_Reading text_.
Preschool education has been increasingly emphasised, as evident from government funding, educational regulations, and policies. In July 2010, the State Council of China published the Outline of China’s National Plan for Medium and Long-term Education Reform and Development (2010–2020), which established the goal of providing 1-year universal preschool for all children by 2020. Consecutive Three-Year Action Plans for ECE were also developed at the provincial and county levels to better implement the national plans (State Council, 2010). The Chinese government has shown commitment to achieving SDG Target 4.2 and submitted a national target of a 3-year ECE attendance rate of 99.5% by 2030 to UNESCO (UNESCO, 2021). This is much higher than the goal of a 1-year attendance rate specified in the relevant international SDG Target 4.2.2. That being said, no data are available to document China’s progress in the participation rate in organised learning 1 year before primary school (UNESCO, 2023). A previous review of progress towards SDG Target 4.2 in Bangladesh, China, India, and Myanmar focused on Indicator 4.2.2. It suggested that there were discrepancies in data sources, as well as variations in the availability of data across the four countries (Rao et al., 2021). However, few studies have systematically investigated China’s current progress in meeting SDG Target 4.2 and identified gaps and challenges that need to be addressed to achieve this goal. A nuanced analysis of the Chinese context, in terms of achieving SDG Target 4.2, is needed to guide policies, future research, and practices with more efficiency.

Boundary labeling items
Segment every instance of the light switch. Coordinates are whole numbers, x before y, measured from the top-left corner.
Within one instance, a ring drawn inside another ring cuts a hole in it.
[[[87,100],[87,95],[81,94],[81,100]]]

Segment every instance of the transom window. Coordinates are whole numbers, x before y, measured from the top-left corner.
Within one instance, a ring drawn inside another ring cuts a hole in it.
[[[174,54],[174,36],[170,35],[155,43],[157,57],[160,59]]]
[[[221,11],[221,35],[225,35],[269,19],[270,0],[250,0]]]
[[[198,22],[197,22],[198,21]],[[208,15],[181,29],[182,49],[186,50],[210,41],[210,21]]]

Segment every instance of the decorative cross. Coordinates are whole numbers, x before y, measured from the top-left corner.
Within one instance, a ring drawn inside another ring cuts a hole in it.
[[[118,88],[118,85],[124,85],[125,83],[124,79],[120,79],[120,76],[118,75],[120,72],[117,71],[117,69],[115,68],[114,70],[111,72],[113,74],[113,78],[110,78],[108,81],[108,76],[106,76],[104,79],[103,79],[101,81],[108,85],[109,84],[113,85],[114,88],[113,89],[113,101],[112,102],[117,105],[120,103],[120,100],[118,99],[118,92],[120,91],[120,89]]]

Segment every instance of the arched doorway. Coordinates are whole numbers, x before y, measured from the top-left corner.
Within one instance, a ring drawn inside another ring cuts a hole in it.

_Tasks to carry out_.
**a.** Answer these questions using the passage on preschool education in China:
(i) In what month and year did the State Council of China publish the Outline of China's National Plan for Medium and Long-term Education Reform and Development (2010–2020)?
(ii) What 3-year ECE attendance rate did China submit to UNESCO as its national target for 2030?
(iii) Which four countries were covered by the previous review of progress towards SDG Target 4.2?
**b.** Extend the passage on preschool education in China, picking up right after its final sentence.

_Answers to each task_.
**a.**
(i) July 2010
(ii) 99.5%
(iii) Bangladesh, China, India, and Myanmar

**b.**
China’s Progress Towards Sustainable Development Goal Target 4.2
Children’s Participation in Early Childhood Education
Albeit variations across data sources, figures denoting preschool attendance show that China has made tremendous efforts to increase access to ECE. National governments provide data on the ANER for 1 year before the official primary entry age to the UIS. Data from China show that the ANER climbed from 70% in 2010 to 100% in 2012, but there are no ANER data on the UIS database after 2016 (UIS, 2022). This finding parallels the data inadequacy that has been described in monitoring SDG Target 4.3: “By 2030, ensure equal access for all women and men to affordable quality technical, vocational and tertiary education, including university” in China (Yuan, 2022). For ECE attendance, researchers have triangulated the UIS data with results from China Family Panel Studies (CFPS), a national longitudinal home survey conducted by the Institute of Social Science Survey (ISSS) at Peking University (Xie & Hu, 2014). The CFPS includes questions like “Has the child ever attended kindergarten?” when interviewing caregivers about their children’s early learning experiences. Su et al., (2020) found that the average preschool attendance rate for 1 year before primary school increased from 83% in 2010 to 90.84% in 2016 for five- and 6-year-olds. The difference between UIS and the CFPS data may be that the UIS data also include children in pre-primary classes in primary schools, but the question posed in the CFPS only asks about kindergarten attendance. The Ministry of Education (MoE) in China provides administrative data regarding the GER for children between 3 and 6 years annually. The GER for PPE increased from 75% in 2015 to 88.1% in 2021 (MoE, 2021a), and is slightly lower than that reported by UIS, which shows an increase from 78.66% to 93.07% over the same period (UIS, 2022). The discrepancy in data could be that UNESCO data focus on children aged 4–6 years, and the MoE data focus on the attendance of children ranging in age from 3 to 6 years (UNESCO, 2015). Figure 1 shows that despite differences in percentages, according to various sources of data, the attendance rate in PPE has generally increased. Children’s attendance rate in PPE. Sources: Su et al. (2020), UIS (2022), MoE (2010–2021)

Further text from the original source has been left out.